> Aim
Output the material beneath this task exactly, images excluded.

> Raw data
○ ○ ○ ○ ○

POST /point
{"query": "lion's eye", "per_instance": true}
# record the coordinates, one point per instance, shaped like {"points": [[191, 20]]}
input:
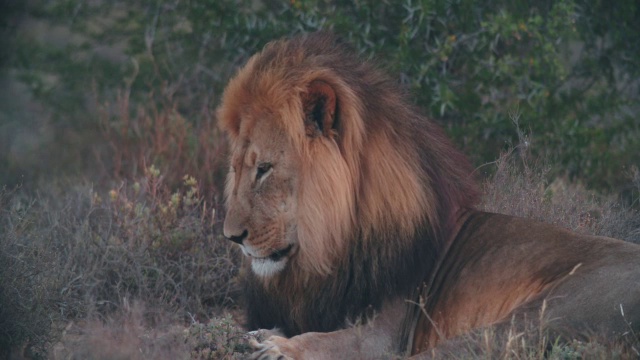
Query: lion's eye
{"points": [[262, 170]]}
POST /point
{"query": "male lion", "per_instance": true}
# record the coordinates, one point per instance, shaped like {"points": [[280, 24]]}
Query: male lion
{"points": [[351, 206]]}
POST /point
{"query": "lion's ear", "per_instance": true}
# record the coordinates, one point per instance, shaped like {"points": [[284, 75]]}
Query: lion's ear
{"points": [[319, 105]]}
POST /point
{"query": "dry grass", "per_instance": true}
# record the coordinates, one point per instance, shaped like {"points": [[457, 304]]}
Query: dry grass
{"points": [[74, 258], [76, 254]]}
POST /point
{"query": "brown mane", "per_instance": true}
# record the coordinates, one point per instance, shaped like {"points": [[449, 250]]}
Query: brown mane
{"points": [[380, 196]]}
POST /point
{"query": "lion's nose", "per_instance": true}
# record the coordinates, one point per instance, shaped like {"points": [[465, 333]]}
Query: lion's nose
{"points": [[238, 239]]}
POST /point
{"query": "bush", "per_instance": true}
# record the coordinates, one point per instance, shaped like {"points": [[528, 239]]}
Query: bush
{"points": [[567, 66], [77, 252]]}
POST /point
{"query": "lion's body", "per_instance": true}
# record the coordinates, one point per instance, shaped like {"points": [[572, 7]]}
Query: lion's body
{"points": [[499, 267], [348, 202]]}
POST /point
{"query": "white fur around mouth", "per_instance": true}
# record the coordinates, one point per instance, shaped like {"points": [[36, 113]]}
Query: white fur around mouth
{"points": [[266, 267]]}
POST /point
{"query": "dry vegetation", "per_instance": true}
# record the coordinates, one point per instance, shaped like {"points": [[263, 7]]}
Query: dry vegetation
{"points": [[140, 271], [130, 264]]}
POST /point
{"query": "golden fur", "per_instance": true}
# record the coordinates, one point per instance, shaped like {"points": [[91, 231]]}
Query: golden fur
{"points": [[345, 199]]}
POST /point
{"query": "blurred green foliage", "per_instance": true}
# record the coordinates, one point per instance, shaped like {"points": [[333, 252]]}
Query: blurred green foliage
{"points": [[568, 69]]}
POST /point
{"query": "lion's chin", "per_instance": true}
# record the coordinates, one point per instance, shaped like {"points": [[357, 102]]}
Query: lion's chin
{"points": [[266, 267]]}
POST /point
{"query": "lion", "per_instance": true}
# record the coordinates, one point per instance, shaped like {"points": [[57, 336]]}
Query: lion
{"points": [[357, 218]]}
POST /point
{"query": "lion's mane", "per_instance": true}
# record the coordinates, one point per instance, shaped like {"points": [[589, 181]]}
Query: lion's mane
{"points": [[374, 208]]}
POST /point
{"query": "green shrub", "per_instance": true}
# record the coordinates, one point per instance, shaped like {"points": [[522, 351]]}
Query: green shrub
{"points": [[566, 66]]}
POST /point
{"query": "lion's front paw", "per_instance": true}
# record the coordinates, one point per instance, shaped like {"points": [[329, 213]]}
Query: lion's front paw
{"points": [[275, 348]]}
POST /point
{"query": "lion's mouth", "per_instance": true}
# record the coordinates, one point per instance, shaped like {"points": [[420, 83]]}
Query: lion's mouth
{"points": [[276, 255]]}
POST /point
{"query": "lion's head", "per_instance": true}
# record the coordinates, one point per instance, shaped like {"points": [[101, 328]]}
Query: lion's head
{"points": [[333, 174]]}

○ ○ ○ ○ ○

> Output for this task
POST /point
{"query": "lion's eye", "per_instance": true}
# record the coordinates, one point per instance, shaped like {"points": [[191, 20]]}
input:
Query: lion's eye
{"points": [[262, 170]]}
POST /point
{"query": "male lion", "per_instance": true}
# record the coordinates, one point per instance, shaped like {"points": [[280, 24]]}
Query: male lion
{"points": [[351, 206]]}
POST /point
{"query": "lion's ear", "per_instance": true}
# record the coordinates, one point per instance, shaped like {"points": [[284, 75]]}
Query: lion's ear
{"points": [[319, 105]]}
POST /point
{"query": "dry grass", "per_instance": true}
# record the coordinates, one point per instance, shaped like {"points": [[457, 304]]}
Query: dry grass
{"points": [[74, 258], [76, 254]]}
POST /point
{"query": "brown mane", "per_instance": true}
# record the coordinates, one point per instance, shaped like {"points": [[449, 250]]}
Query: brown mane
{"points": [[380, 196]]}
POST /point
{"query": "lion's nose", "per_instance": true}
# record the coordinates, one point per instance, shaped like {"points": [[465, 333]]}
Query: lion's nose
{"points": [[238, 239]]}
POST /point
{"query": "bush", "per_instance": true}
# record the coordinates, one point per instance, shaped like {"points": [[528, 239]]}
Query: bush
{"points": [[567, 66], [77, 252]]}
POST /point
{"query": "lion's body", "per_instance": true}
# record the coordinates, one point per instance, shaped like {"points": [[572, 7]]}
Query: lion's body
{"points": [[499, 267], [348, 202]]}
POST /point
{"query": "white fur around mouth", "per_instance": true}
# record the coordinates, one point per instance, shaped like {"points": [[36, 113]]}
Query: white fur around mouth
{"points": [[266, 267]]}
POST /point
{"query": "dry vegetation", "per_instance": true}
# record the coordinates, one point per instance, shaped like {"points": [[263, 7]]}
Query: dry vegetation
{"points": [[140, 271], [130, 264]]}
POST /point
{"query": "golden fur", "per_instance": true}
# record the coordinates, one point per instance, shaped like {"points": [[91, 231]]}
Query: golden fur
{"points": [[345, 199]]}
POST /point
{"query": "blurred green foliage", "per_instance": true}
# record the coordinates, one point per instance, shaped like {"points": [[333, 252]]}
Query: blurred green foliage
{"points": [[568, 69]]}
POST /point
{"query": "lion's chin", "per_instance": true}
# record the coordinates, one point per instance, shaped like {"points": [[357, 102]]}
Query: lion's chin
{"points": [[266, 267]]}
POST /point
{"query": "lion", "per_instance": true}
# record the coordinates, one point per instance, shaped like {"points": [[57, 336]]}
Query: lion
{"points": [[357, 218]]}
POST /point
{"query": "lion's mane", "per_instance": true}
# record the coordinates, one point per instance, shaped like {"points": [[589, 181]]}
Query: lion's mane
{"points": [[374, 208]]}
POST /point
{"query": "green shrub", "per_instance": true}
# record the coordinates, one point per instance, shaped like {"points": [[522, 351]]}
Query: green shrub
{"points": [[566, 66]]}
POST /point
{"query": "lion's front paw", "per_instance": true}
# record the coordinates, one point per instance, shaped like {"points": [[329, 213]]}
Query: lion's front paw
{"points": [[275, 348]]}
POST /point
{"query": "lion's mouth", "per_instance": true}
# record the coordinates, one point per instance, shaped like {"points": [[420, 83]]}
Query: lion's mouth
{"points": [[276, 255]]}
POST /point
{"query": "lion's head", "per_instance": true}
# record the coordinates, one point per instance, shaped like {"points": [[101, 328]]}
Query: lion's head
{"points": [[333, 174]]}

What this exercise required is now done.